DATA FOR THE TASK:
+-------+

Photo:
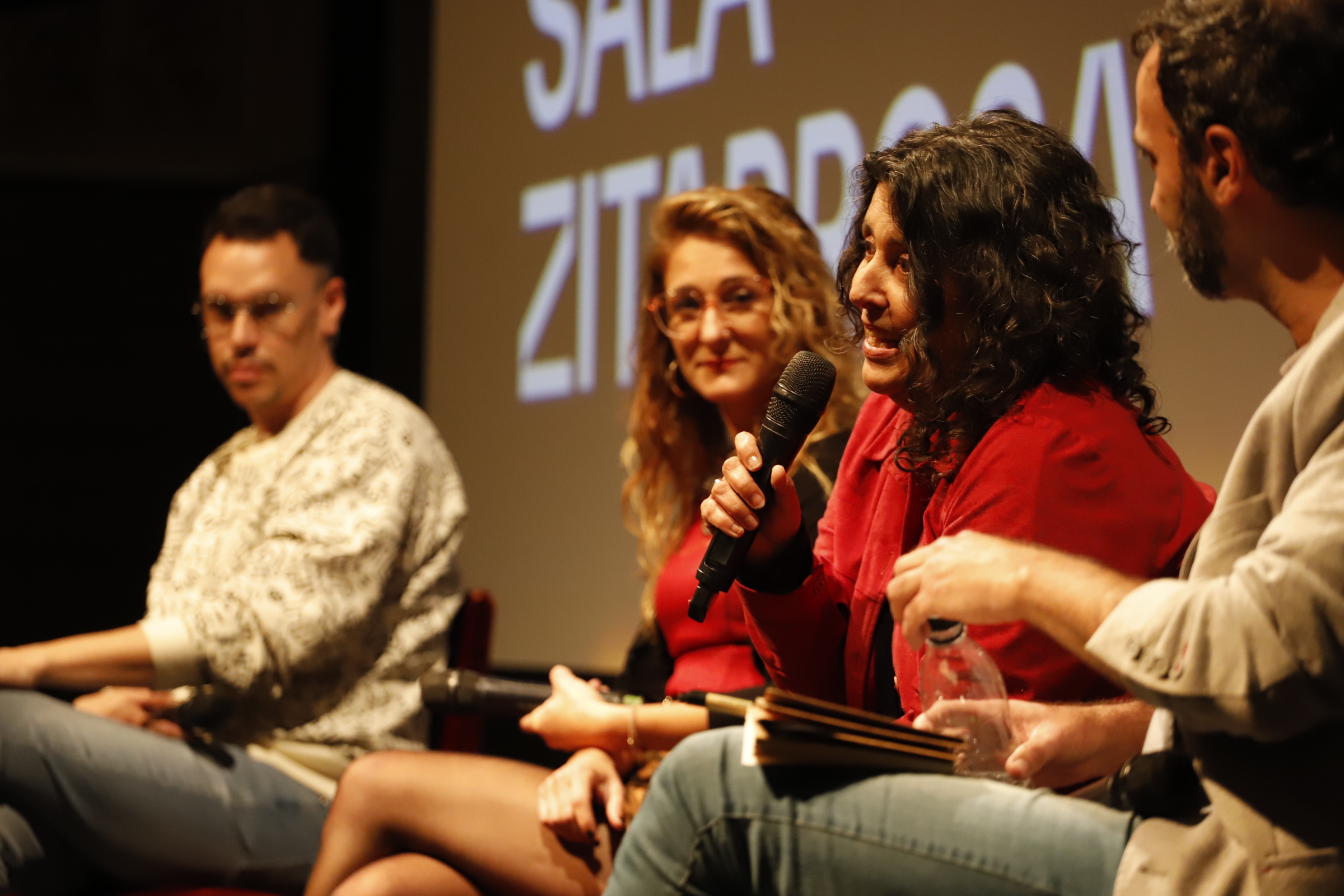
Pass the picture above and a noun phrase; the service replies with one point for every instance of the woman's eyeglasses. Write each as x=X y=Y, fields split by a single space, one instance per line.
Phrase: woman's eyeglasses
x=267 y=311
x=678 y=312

+-------+

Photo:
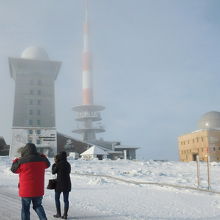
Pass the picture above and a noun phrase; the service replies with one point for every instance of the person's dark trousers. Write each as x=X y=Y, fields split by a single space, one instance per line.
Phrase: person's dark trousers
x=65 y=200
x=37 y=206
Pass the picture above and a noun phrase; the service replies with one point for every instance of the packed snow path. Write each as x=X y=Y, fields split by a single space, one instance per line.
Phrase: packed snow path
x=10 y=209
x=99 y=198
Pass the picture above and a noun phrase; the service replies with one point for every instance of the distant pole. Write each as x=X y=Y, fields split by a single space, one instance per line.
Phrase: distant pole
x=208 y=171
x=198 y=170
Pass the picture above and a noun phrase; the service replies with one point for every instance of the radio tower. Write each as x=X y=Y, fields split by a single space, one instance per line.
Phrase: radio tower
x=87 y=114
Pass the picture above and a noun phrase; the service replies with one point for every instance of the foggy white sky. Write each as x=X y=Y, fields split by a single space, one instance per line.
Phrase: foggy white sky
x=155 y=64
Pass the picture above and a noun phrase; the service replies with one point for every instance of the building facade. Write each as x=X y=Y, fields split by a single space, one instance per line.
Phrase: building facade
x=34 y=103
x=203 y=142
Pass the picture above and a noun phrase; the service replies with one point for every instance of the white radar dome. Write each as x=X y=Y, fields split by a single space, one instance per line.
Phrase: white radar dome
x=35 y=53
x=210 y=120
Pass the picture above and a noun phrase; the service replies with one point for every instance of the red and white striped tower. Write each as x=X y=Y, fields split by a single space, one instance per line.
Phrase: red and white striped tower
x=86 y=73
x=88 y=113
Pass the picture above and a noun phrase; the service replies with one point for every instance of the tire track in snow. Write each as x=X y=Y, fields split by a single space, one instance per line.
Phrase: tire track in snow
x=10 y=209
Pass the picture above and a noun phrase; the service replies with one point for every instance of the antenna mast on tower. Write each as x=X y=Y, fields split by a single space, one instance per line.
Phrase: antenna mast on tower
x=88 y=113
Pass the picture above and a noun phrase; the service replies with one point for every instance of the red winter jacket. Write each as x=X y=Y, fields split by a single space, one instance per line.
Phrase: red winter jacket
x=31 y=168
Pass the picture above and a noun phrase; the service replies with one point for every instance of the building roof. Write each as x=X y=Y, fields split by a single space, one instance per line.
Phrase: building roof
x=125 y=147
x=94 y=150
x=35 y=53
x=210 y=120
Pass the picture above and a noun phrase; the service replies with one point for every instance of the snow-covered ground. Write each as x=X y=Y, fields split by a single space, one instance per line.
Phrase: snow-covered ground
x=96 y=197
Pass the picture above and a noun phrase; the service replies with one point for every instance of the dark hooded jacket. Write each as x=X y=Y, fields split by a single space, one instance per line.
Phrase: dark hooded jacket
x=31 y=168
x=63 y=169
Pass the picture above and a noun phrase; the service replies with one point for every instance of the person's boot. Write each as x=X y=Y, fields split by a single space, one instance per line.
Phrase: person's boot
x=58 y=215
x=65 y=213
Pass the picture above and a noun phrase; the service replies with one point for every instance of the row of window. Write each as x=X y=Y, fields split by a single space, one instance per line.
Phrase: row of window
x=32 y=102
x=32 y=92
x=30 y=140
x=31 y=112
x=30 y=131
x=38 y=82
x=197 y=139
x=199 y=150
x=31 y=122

+-------+

PROBLEM DESCRIPTION: Could you repeat exactly the lines in the listing above from the one with "Phrase: snow-covered ground" down to the one with "row of window."? Include both of those lines.

RESULT OF THIS TASK:
Phrase: snow-covered ground
x=96 y=197
Pass the picture above and a noun phrase; the service replies with one point for every instance of the dark hooded jacket. Write each as x=X y=Y, fields split by a single space, one instance per line.
Phrase: dark hooded jacket
x=31 y=168
x=63 y=169
Pass the picture above and a noun phrase; the service replies with one point for every instance of the person's boot. Write each as x=X y=Y, fields split by a single space, one instance per line.
Phrase: person's boot
x=58 y=215
x=65 y=213
Pass the picture above and a noun phrase; the service replies with one point for every instance of the row of window. Write each as x=X y=Y, fields split by a single space, one instance per line.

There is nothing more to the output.